What you will do:
**A)** Answer these questions from the passage on China's response to the prize:
(i) What did China cut imports of?
(ii) From which city did Mr. Allison send his email?
(iii) Which country recently thwarted a European Union effort to make a statement on human rights abuses?
**B)** Reproduce the passage on China's response to the prize from "China wields those" to "annual summer meeting.".

Reading text:
◆ ◆ ◆ ◆

China’s response to the prize illustrated the risks of going against it. Norway’s government has no say in who wins the prize, but it is awarded by a five-person committee chosen by the Norwegian Parliament. China swiftly cut imports of Norwegian salmon, depriving Norway of its largest market.
China wields those sorts of economic levers with great effect, Graham T. Allison argues in a new book, “Destined for War,” about the potential collision of the United States and a rising China.
“Few governments have had the capabilities or will to resist,” Mr. Allison, director of the Belfer Center for Science and International Affairs at Harvard, said by email from Dalian, China, where he was attending the World Economic Forum’s annual summer meeting.
In the case of Norway, its diplomats persuaded China to restore full relations after making a series of conciliatory gestures that dismayed human rights campaigners there and in China.
For the United States, the focus on China’s record of human rights has become increasingly muted, especially under President Trump, reflecting the conflicting goals of doing business with China.
“China is very smart about this,” said Hu Jia, a rights advocate in Beijing. He noted how Greece, which is courting Chinese investment, recently thwarted a European Union effort to make a statement about human rights abuses in specific countries to the United Nations Human Rights Council.
“Because of issues like economic cooperation, security, North Korea and terrorism, leaders aren’t as willing to raise human rights problems with China,” Mr. Hu said.
Charter 08 was signed in the twilight of the administration of President George W. Bush, who used his second term to advance what the White House promoted as a “Freedom Agenda” in the aftermath of the wars in Afghanistan and Iraq. President Barack Obama vocally championed human rights around the world, but he pursued the issue less vigorously when it came to China.

◆ ◆ ◆ ◆

Material shown:
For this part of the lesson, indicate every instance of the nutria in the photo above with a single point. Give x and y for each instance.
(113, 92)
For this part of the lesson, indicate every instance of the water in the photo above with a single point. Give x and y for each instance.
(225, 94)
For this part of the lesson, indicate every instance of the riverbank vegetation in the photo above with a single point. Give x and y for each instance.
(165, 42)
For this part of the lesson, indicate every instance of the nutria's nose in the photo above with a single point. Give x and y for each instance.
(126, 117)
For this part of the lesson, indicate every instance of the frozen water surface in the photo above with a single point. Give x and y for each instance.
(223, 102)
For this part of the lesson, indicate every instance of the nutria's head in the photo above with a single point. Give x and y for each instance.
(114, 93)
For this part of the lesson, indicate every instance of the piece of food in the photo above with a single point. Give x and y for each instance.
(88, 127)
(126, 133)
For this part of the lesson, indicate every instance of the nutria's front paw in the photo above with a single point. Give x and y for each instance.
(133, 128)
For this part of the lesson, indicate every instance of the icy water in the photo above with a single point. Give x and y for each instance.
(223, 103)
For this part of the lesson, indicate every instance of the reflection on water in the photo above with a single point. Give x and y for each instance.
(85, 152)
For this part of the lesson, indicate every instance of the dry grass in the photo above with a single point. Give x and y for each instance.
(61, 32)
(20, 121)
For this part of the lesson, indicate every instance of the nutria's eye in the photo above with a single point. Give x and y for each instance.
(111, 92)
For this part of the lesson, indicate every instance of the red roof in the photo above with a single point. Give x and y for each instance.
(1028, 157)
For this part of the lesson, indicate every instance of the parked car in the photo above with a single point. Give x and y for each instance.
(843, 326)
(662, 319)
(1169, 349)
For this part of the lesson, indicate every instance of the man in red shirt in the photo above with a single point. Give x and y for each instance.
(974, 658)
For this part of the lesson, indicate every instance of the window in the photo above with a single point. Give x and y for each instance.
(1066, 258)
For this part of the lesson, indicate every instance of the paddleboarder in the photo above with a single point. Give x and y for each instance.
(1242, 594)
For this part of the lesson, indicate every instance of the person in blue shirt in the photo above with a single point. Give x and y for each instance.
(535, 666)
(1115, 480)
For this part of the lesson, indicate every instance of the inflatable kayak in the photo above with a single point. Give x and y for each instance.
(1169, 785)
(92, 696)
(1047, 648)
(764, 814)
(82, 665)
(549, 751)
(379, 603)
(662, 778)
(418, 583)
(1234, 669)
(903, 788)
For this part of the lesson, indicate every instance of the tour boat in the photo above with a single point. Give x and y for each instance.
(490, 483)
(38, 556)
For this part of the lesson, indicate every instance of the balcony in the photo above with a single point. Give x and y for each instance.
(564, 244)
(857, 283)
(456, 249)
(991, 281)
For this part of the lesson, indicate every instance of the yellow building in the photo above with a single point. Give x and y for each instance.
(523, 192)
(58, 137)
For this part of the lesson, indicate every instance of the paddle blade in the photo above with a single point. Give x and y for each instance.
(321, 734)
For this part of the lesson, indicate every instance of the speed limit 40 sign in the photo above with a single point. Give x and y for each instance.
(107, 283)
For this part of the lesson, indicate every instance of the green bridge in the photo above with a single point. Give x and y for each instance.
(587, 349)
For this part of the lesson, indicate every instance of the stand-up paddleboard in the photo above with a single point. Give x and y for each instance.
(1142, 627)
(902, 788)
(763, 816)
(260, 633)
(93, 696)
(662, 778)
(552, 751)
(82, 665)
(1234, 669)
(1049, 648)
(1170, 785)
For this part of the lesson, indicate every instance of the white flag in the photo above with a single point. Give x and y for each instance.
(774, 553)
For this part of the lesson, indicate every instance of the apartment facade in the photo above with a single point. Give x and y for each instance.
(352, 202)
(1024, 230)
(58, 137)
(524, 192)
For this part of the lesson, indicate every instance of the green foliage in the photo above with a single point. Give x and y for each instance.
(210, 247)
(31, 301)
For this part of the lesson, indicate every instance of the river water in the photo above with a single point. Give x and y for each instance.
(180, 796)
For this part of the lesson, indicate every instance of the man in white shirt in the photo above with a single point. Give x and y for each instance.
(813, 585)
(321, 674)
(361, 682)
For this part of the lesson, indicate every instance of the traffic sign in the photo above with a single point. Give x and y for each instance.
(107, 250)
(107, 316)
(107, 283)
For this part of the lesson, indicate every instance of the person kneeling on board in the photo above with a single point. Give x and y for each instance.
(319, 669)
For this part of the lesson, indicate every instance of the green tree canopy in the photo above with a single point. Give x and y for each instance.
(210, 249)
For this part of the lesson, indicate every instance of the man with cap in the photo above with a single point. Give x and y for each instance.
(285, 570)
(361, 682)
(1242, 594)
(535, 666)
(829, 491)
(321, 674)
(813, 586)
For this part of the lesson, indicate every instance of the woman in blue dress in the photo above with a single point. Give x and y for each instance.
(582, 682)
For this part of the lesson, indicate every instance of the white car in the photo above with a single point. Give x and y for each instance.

◆ ◆ ◆ ◆

Task answers:
**A)**
(i) Norwegian salmon
(ii) Dalian, China
(iii) Greece

**B)**
China wields those sorts of economic levers with great effect, Graham T. Allison argues in a new book, “Destined for War,” about the potential collision of the United States and a rising China.
“Few governments have had the capabilities or will to resist,” Mr. Allison, director of the Belfer Center for Science and International Affairs at Harvard, said by email from Dalian, China, where he was attending the World Economic Forum’s annual summer meeting.